What is needed: Repeat the following entries verbatim, apart from the pictures.

Data provided:
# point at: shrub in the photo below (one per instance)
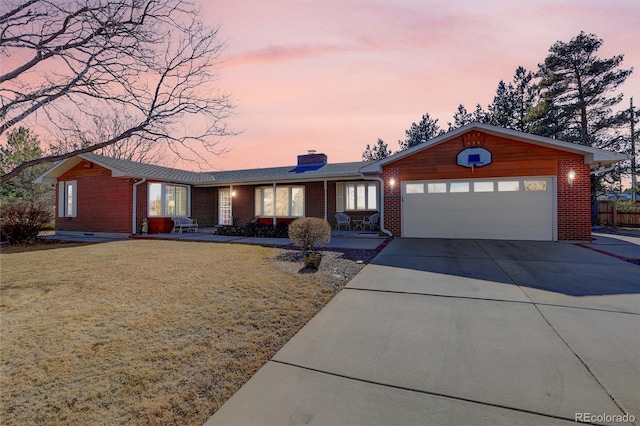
(21, 221)
(309, 233)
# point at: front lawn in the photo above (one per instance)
(140, 332)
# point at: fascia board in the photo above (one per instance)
(51, 175)
(592, 155)
(328, 177)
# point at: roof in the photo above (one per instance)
(131, 169)
(594, 156)
(122, 168)
(289, 173)
(598, 158)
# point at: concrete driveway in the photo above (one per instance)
(448, 332)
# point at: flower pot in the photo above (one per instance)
(312, 260)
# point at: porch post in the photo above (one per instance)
(274, 205)
(325, 200)
(230, 205)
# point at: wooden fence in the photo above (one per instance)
(610, 215)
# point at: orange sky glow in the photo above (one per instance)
(334, 76)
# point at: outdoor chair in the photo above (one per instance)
(182, 223)
(343, 219)
(374, 222)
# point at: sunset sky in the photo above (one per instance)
(335, 75)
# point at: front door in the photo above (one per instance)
(224, 203)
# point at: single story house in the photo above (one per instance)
(478, 181)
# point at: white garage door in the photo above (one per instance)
(509, 208)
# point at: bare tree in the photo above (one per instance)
(72, 65)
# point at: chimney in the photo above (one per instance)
(311, 158)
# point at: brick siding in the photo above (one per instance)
(392, 200)
(94, 193)
(204, 206)
(574, 201)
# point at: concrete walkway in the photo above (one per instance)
(337, 242)
(447, 332)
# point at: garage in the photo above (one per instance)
(512, 208)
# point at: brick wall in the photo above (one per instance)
(204, 206)
(104, 205)
(141, 205)
(574, 201)
(331, 203)
(392, 200)
(314, 199)
(243, 205)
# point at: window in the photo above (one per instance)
(288, 201)
(361, 196)
(509, 186)
(168, 200)
(459, 187)
(482, 186)
(436, 188)
(68, 199)
(535, 185)
(414, 188)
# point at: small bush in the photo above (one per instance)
(309, 233)
(21, 221)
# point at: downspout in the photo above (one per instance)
(379, 179)
(230, 206)
(275, 220)
(325, 200)
(135, 205)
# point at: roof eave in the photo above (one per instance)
(329, 176)
(592, 155)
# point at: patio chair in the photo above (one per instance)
(374, 222)
(182, 223)
(343, 219)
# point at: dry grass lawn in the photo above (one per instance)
(140, 332)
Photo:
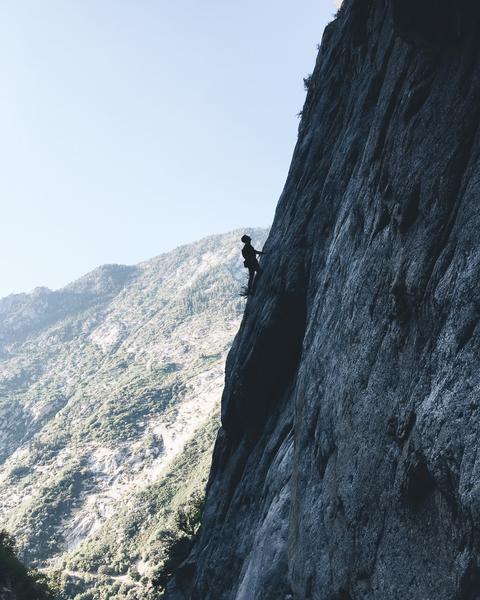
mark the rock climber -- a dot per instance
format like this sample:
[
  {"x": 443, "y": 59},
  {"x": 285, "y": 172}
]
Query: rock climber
[{"x": 251, "y": 263}]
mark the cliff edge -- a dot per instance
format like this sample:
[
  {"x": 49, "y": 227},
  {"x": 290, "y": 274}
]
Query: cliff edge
[{"x": 347, "y": 465}]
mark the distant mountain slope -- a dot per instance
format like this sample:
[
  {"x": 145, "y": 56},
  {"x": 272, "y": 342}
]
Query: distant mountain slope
[{"x": 102, "y": 384}]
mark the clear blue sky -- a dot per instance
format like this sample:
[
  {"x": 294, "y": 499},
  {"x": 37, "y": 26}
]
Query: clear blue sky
[{"x": 128, "y": 127}]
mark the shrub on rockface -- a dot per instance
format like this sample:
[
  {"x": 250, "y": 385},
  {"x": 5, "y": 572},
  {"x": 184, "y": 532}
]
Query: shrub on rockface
[
  {"x": 179, "y": 540},
  {"x": 25, "y": 584}
]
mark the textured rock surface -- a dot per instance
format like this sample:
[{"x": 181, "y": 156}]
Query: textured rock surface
[
  {"x": 109, "y": 398},
  {"x": 347, "y": 465}
]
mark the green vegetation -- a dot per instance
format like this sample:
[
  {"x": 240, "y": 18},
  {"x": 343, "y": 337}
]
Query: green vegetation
[
  {"x": 15, "y": 577},
  {"x": 180, "y": 540},
  {"x": 108, "y": 396}
]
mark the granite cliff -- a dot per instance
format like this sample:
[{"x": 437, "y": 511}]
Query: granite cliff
[{"x": 347, "y": 463}]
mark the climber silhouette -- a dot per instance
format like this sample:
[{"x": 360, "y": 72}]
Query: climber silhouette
[{"x": 251, "y": 263}]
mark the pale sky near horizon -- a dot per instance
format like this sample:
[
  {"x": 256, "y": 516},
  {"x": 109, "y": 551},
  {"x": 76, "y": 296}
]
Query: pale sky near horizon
[{"x": 129, "y": 127}]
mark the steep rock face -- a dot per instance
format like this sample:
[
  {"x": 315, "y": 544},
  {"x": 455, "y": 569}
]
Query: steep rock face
[
  {"x": 347, "y": 463},
  {"x": 109, "y": 394}
]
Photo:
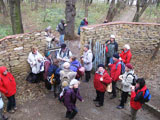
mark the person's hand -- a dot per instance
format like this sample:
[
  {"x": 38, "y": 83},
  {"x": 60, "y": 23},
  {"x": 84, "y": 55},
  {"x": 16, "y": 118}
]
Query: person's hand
[{"x": 101, "y": 79}]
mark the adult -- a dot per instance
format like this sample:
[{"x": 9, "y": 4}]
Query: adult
[
  {"x": 81, "y": 25},
  {"x": 8, "y": 88},
  {"x": 126, "y": 54},
  {"x": 111, "y": 48},
  {"x": 87, "y": 61},
  {"x": 127, "y": 80},
  {"x": 101, "y": 79},
  {"x": 70, "y": 98},
  {"x": 85, "y": 21},
  {"x": 137, "y": 93},
  {"x": 36, "y": 61},
  {"x": 64, "y": 55},
  {"x": 115, "y": 73},
  {"x": 66, "y": 74},
  {"x": 61, "y": 29}
]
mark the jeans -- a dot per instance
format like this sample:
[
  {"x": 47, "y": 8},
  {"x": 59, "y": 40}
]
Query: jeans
[
  {"x": 114, "y": 88},
  {"x": 11, "y": 103},
  {"x": 100, "y": 97},
  {"x": 87, "y": 75},
  {"x": 124, "y": 97},
  {"x": 61, "y": 39},
  {"x": 133, "y": 114}
]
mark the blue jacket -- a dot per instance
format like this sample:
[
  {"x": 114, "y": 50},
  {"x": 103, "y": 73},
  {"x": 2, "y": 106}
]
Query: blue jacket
[{"x": 75, "y": 65}]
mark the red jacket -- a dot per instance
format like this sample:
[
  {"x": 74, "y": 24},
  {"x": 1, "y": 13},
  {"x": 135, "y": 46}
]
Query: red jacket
[
  {"x": 126, "y": 57},
  {"x": 115, "y": 72},
  {"x": 7, "y": 83},
  {"x": 101, "y": 85},
  {"x": 136, "y": 104}
]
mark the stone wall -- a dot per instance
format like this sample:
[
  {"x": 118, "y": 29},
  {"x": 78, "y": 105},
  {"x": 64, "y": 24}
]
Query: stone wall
[
  {"x": 142, "y": 37},
  {"x": 14, "y": 52}
]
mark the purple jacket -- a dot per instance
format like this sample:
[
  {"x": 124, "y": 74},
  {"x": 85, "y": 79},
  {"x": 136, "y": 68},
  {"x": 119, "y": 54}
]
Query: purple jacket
[
  {"x": 74, "y": 65},
  {"x": 47, "y": 63},
  {"x": 70, "y": 98}
]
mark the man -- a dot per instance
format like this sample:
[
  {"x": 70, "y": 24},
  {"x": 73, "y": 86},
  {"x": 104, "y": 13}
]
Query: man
[
  {"x": 111, "y": 48},
  {"x": 126, "y": 54},
  {"x": 64, "y": 55},
  {"x": 127, "y": 80},
  {"x": 35, "y": 59},
  {"x": 61, "y": 29},
  {"x": 87, "y": 60},
  {"x": 115, "y": 73}
]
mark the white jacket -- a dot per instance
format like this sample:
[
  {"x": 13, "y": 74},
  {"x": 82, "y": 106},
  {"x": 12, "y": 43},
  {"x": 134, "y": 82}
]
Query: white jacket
[
  {"x": 1, "y": 102},
  {"x": 87, "y": 59},
  {"x": 127, "y": 81},
  {"x": 36, "y": 66}
]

Written reply:
# point at: shrub in the photo below (one per instance)
(21, 221)
(309, 233)
# point at: front lawn in the photo above (one per instance)
(140, 332)
# point at: fascia board in the photo above (one per instance)
(51, 175)
(592, 155)
(328, 177)
# point at: roof in the photo above (one per instance)
(131, 169)
(594, 156)
(122, 168)
(289, 173)
(598, 158)
# point at: concrete driveway in the photo above (one per instance)
(448, 332)
# point at: flower pot in the photo above (one per instance)
(312, 260)
# point at: porch post in the photo above (one per instance)
(274, 205)
(325, 200)
(230, 205)
# point at: wooden fence in the photo above (one per instance)
(610, 215)
# point at: orange sky glow in the photo above (one per instance)
(334, 76)
# point at: outdoor chair in the photo above (one per instance)
(182, 223)
(343, 219)
(374, 222)
# point at: sunset sky in the photo above (one per instance)
(335, 75)
# point at: front door in the photo above (one per instance)
(224, 203)
# point at: single story house in the photo above (one per instance)
(478, 181)
# point at: white garage door in the photo above (one per instance)
(509, 208)
# point at: bare tree in the photo above (one per instance)
(72, 65)
# point at: chimney in the photo above (one per instance)
(311, 158)
# point at: brick siding in the photo above (one per instance)
(392, 200)
(94, 193)
(204, 206)
(574, 201)
# point at: concrete walkway in the photo above (one per instance)
(337, 242)
(447, 332)
# point at: garage in the photo above (one per instance)
(512, 208)
# point at: brick wall in the photo above (one per instance)
(204, 206)
(104, 205)
(141, 205)
(574, 201)
(331, 203)
(392, 200)
(314, 199)
(243, 205)
# point at: window in the photo above (one per instance)
(288, 201)
(361, 196)
(509, 186)
(168, 200)
(459, 187)
(482, 186)
(436, 188)
(68, 199)
(535, 185)
(414, 188)
# point at: small bush in the photo above (one per instance)
(309, 233)
(21, 221)
# point at: downspout in the photo above (one per instance)
(379, 179)
(230, 206)
(275, 220)
(325, 200)
(135, 205)
# point at: roof eave in the photo above (one per instance)
(329, 176)
(592, 155)
# point at: patio chair in the photo above (one per instance)
(374, 222)
(182, 223)
(343, 219)
# point at: dry grass lawn in the photo above (one per instance)
(140, 332)
Photo:
mark the rock climber -- a dot per instance
format like this sample:
[
  {"x": 443, "y": 59},
  {"x": 285, "y": 172}
]
Query: rock climber
[{"x": 251, "y": 263}]
mark the cliff edge -- a dot per instance
format like this sample:
[
  {"x": 49, "y": 227},
  {"x": 290, "y": 274}
]
Query: cliff edge
[{"x": 347, "y": 465}]
mark the distant mountain slope -- a dot per instance
format like this sample:
[
  {"x": 145, "y": 56},
  {"x": 272, "y": 342}
]
Query: distant mountain slope
[{"x": 102, "y": 384}]
mark the clear blue sky -- a dot per instance
format like this sample:
[
  {"x": 294, "y": 499},
  {"x": 37, "y": 26}
]
Query: clear blue sky
[{"x": 128, "y": 127}]
mark the shrub on rockface -- a dot per instance
format like this sample:
[
  {"x": 250, "y": 385},
  {"x": 5, "y": 572},
  {"x": 184, "y": 532}
]
Query: shrub on rockface
[
  {"x": 179, "y": 540},
  {"x": 25, "y": 584}
]
mark the textured rock surface -- a dot per instance
format like this sample:
[{"x": 181, "y": 156}]
Query: textured rock surface
[
  {"x": 109, "y": 398},
  {"x": 347, "y": 465}
]
mark the green vegetation -- a dot per instance
format like this sample:
[
  {"x": 240, "y": 18},
  {"x": 343, "y": 337}
]
Query: green vegetation
[
  {"x": 15, "y": 577},
  {"x": 180, "y": 540},
  {"x": 108, "y": 396}
]
mark the granite cliff -- a dot per instance
format like this sample:
[{"x": 437, "y": 511}]
Query: granite cliff
[{"x": 347, "y": 463}]
mark the climber silhouette -- a dot per instance
format like this sample:
[{"x": 360, "y": 72}]
Query: climber silhouette
[{"x": 251, "y": 263}]
mark the pale sky near horizon -- a dot per instance
format like this sample:
[
  {"x": 256, "y": 516},
  {"x": 109, "y": 551},
  {"x": 76, "y": 296}
]
Query: pale sky near horizon
[{"x": 129, "y": 127}]
mark the steep rock face -- a dot per instance
format like this sample:
[
  {"x": 315, "y": 544},
  {"x": 455, "y": 569}
]
Query: steep rock face
[
  {"x": 347, "y": 463},
  {"x": 109, "y": 394}
]
Photo:
mark the person's hand -- a dot per instance
format like this sample:
[
  {"x": 38, "y": 83},
  {"x": 60, "y": 23},
  {"x": 84, "y": 55},
  {"x": 16, "y": 118}
]
Query: person's hand
[{"x": 101, "y": 79}]
mark the adult -- a dot per instance
format like this sample:
[{"x": 9, "y": 4}]
Query: adult
[
  {"x": 81, "y": 25},
  {"x": 8, "y": 88},
  {"x": 126, "y": 54},
  {"x": 111, "y": 48},
  {"x": 87, "y": 61},
  {"x": 127, "y": 80},
  {"x": 101, "y": 79},
  {"x": 70, "y": 98},
  {"x": 85, "y": 21},
  {"x": 137, "y": 93},
  {"x": 36, "y": 61},
  {"x": 64, "y": 55},
  {"x": 115, "y": 73},
  {"x": 66, "y": 74},
  {"x": 61, "y": 29}
]
mark the jeans -- a dot per instance
format like this sample:
[
  {"x": 47, "y": 8},
  {"x": 59, "y": 40}
]
Query: jeans
[
  {"x": 114, "y": 88},
  {"x": 11, "y": 103},
  {"x": 100, "y": 97},
  {"x": 87, "y": 75},
  {"x": 124, "y": 97},
  {"x": 61, "y": 39},
  {"x": 133, "y": 114}
]
mark the blue jacket -- a dot per instance
format like this sample:
[
  {"x": 114, "y": 50},
  {"x": 103, "y": 73},
  {"x": 2, "y": 106}
]
Query: blue jacket
[{"x": 75, "y": 65}]
mark the red jacket -- a dot per instance
format like this sample:
[
  {"x": 74, "y": 24},
  {"x": 1, "y": 13},
  {"x": 135, "y": 46}
]
Query: red jacket
[
  {"x": 126, "y": 57},
  {"x": 115, "y": 72},
  {"x": 7, "y": 83},
  {"x": 101, "y": 85},
  {"x": 136, "y": 104}
]
mark the stone wall -- a dot per instance
format like this sample:
[
  {"x": 118, "y": 29},
  {"x": 78, "y": 105},
  {"x": 64, "y": 24}
]
Query: stone wall
[
  {"x": 142, "y": 37},
  {"x": 14, "y": 52}
]
mark the purple jacket -- a dot per instance
format like this sample:
[
  {"x": 124, "y": 74},
  {"x": 85, "y": 79},
  {"x": 136, "y": 68},
  {"x": 119, "y": 54}
]
Query: purple jacket
[
  {"x": 74, "y": 65},
  {"x": 47, "y": 63},
  {"x": 70, "y": 98}
]
mark the man -- a dot per instance
format like this sample:
[
  {"x": 70, "y": 24},
  {"x": 73, "y": 86},
  {"x": 104, "y": 13}
]
Query: man
[
  {"x": 111, "y": 48},
  {"x": 126, "y": 54},
  {"x": 64, "y": 55},
  {"x": 127, "y": 80},
  {"x": 35, "y": 59},
  {"x": 61, "y": 29},
  {"x": 87, "y": 60},
  {"x": 115, "y": 73}
]
mark the white jacket -- a dot per instance
format like this sample:
[
  {"x": 13, "y": 74},
  {"x": 82, "y": 106},
  {"x": 12, "y": 43},
  {"x": 134, "y": 82}
]
Query: white jacket
[
  {"x": 1, "y": 102},
  {"x": 87, "y": 59},
  {"x": 127, "y": 81},
  {"x": 36, "y": 66}
]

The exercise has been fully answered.